[Set of tasks]
1. Reproduce the portion of the restaurant review from "Good thing Asbaty" to "about diverse résumés.".
2. What is the Spanish translation of this sentence from the restaurant review: "The two crossed paths again at Hogsalt’s 3 Arts Club Café inside Restoration Hardware."?

[Supplied passage]
□ □ □ □ □

A friend once said to me she could taste any dish and tell if it was properly salted. While this person has a terrific palate, her comment sounded weirdly absolute at the time and maybe even a little smug. Salt is a matter of personal taste, right? Just ask my spouse.
That said, some cooks are so skilled at knowing when and how to season their dishes that they can make you forget about salt altogether, and John Asbaty is one. He cooks with such an assured hand that you don’t notice its presence, and ingredients leave his kitchen tasting more fully of themselves.
At Lincoln Park’s Ox Bar & Hearth, which he owns with Alain Uy, Asbaty prepares an earnest farm-to-table menu from an open kitchen. The ingredients come from local producers whenever possible — even the cocktail menu will draw your attention to the mix of spirits in its Negroni riff, all distilled in the Midwest. That ain’t nothing compared with the veggies. Ask this chef about the provenance of a carrot, and you’re suddenly on a first-name basis with the farmer.
Good thing Asbaty also walks the walk. There’s no “secret” to his roast half chicken, other than that he seasons it well in advance of service, then cooks it over a hearth with adjustable-height grates so that the skin crisps while the juices stay intact. It’s a modest miracle. You want beef fat wedge fries with this, some of Whoosie Whatsit’s rainbow carrots, and a bottle of (natch) Michigan wine. The food at Ox Bar, forthright and easy to love, will draw you in, though you’ll also need to bring patience for a service staff still learning to coalesce.

A journeyman local chef, Asbaty first met Uy more than 20 years ago at Evanston’s groundbreaking Trio, where they worked under Grant Achatz. The two crossed paths again at Hogsalt’s 3 Arts Club Café inside Restoration Hardware. Talk about diverse résumés.

□ □ □ □ □

[Stored data entries]
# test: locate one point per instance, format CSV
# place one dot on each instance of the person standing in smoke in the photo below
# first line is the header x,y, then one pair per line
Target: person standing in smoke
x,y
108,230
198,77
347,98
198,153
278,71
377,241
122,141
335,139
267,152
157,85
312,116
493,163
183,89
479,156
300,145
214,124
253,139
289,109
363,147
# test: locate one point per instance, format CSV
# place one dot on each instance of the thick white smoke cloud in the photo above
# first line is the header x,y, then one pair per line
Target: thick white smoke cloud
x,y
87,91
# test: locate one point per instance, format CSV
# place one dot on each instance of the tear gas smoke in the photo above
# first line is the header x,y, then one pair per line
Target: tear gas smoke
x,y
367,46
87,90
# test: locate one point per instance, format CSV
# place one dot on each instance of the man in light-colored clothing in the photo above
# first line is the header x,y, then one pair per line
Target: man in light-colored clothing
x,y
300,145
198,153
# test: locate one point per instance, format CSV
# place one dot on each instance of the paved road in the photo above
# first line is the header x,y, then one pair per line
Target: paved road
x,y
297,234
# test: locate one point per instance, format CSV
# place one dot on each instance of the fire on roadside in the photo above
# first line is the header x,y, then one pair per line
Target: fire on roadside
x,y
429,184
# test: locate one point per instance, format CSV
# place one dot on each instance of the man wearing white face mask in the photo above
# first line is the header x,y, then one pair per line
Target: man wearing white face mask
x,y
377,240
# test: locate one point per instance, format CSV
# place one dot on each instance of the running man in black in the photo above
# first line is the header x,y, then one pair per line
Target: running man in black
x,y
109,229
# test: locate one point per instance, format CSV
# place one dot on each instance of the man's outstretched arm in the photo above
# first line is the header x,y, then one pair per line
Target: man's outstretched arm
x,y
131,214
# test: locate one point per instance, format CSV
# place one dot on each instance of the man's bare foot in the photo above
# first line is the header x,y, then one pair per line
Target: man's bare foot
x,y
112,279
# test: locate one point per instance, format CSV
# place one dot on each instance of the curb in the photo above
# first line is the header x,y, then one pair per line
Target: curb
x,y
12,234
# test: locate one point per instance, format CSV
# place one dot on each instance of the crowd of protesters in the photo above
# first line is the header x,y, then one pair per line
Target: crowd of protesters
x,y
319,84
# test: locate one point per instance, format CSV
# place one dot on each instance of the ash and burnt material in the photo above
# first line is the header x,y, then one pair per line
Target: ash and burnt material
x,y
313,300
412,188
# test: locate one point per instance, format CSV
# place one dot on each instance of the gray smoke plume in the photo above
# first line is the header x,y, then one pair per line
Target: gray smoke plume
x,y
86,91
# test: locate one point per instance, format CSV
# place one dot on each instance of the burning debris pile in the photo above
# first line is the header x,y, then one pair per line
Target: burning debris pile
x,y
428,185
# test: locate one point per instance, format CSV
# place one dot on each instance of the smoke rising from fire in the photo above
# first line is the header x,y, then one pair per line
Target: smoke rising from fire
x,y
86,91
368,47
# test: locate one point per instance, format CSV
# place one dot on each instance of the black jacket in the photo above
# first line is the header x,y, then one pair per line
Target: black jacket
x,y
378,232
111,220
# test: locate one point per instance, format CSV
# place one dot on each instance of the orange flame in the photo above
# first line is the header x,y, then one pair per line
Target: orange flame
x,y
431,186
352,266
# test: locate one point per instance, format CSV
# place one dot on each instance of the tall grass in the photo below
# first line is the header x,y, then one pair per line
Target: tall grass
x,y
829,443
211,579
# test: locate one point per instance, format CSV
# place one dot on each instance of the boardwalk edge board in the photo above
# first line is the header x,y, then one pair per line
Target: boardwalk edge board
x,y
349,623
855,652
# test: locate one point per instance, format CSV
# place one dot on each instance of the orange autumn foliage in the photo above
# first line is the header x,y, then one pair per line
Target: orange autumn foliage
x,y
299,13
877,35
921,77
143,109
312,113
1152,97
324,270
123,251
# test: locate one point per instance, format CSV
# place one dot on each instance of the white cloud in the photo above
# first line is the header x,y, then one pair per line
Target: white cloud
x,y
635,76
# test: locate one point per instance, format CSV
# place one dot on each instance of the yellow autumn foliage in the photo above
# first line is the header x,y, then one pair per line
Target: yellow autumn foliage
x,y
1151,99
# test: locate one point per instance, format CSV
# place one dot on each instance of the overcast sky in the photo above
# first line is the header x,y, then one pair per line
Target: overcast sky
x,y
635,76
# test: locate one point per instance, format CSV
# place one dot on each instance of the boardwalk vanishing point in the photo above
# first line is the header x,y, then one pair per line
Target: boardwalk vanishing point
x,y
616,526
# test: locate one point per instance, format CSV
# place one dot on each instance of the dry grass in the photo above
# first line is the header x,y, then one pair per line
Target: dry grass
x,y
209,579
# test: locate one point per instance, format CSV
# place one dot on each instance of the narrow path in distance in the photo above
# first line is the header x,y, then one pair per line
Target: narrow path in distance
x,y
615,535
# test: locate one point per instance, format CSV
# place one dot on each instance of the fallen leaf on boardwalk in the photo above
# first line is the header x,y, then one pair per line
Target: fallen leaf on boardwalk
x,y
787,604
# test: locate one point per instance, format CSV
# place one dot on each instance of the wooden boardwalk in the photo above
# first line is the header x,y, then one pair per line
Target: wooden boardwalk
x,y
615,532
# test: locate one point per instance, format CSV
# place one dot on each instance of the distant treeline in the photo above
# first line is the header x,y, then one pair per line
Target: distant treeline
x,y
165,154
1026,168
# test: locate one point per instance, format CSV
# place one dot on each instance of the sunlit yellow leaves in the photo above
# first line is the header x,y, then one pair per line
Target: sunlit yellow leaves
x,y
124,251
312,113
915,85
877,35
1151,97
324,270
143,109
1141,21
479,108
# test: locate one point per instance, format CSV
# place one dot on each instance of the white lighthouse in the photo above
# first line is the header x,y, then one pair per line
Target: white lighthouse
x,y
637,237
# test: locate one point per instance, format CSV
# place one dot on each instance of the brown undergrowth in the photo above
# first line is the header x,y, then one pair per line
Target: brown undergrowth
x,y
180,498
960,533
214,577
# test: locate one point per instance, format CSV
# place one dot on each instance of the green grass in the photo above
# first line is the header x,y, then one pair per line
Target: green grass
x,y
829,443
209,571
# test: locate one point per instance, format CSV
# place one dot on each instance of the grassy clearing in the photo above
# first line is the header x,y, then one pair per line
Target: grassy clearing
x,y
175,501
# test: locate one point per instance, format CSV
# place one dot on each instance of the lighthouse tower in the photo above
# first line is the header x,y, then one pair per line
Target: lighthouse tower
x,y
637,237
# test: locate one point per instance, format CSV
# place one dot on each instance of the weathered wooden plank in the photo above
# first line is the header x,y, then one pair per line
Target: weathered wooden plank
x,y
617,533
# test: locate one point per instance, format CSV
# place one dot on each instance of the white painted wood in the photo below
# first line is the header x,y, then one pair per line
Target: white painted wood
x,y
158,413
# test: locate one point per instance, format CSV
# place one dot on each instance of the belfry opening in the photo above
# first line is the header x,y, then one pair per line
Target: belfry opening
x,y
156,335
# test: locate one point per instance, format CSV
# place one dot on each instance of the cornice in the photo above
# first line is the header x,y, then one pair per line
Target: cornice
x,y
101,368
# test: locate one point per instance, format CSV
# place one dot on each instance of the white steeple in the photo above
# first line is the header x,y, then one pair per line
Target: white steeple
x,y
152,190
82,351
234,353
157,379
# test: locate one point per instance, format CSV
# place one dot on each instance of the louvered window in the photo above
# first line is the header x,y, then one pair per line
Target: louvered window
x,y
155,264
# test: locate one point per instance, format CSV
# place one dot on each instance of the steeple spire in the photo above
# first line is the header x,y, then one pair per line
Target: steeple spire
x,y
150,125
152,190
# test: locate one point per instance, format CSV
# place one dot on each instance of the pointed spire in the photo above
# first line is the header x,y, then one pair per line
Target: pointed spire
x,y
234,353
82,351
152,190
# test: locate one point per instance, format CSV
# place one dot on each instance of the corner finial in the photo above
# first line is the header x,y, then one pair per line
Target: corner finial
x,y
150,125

□ □ □ □ □

[Solutions]
1.
Good thing Asbaty also walks the walk. There’s no “secret” to his roast half chicken, other than that he seasons it well in advance of service, then cooks it over a hearth with adjustable-height grates so that the skin crisps while the juices stay intact. It’s a modest miracle. You want beef fat wedge fries with this, some of Whoosie Whatsit’s rainbow carrots, and a bottle of (natch) Michigan wine. The food at Ox Bar, forthright and easy to love, will draw you in, though you’ll also need to bring patience for a service staff still learning to coalesce.

A journeyman local chef, Asbaty first met Uy more than 20 years ago at Evanston’s groundbreaking Trio, where they worked under Grant Achatz. The two crossed paths again at Hogsalt’s 3 Arts Club Café inside Restoration Hardware. Talk about diverse résumés.

2. Los dos volvieron a coincidir en el 3 Arts Club Café de Hogsalt, dentro de Restoration Hardware.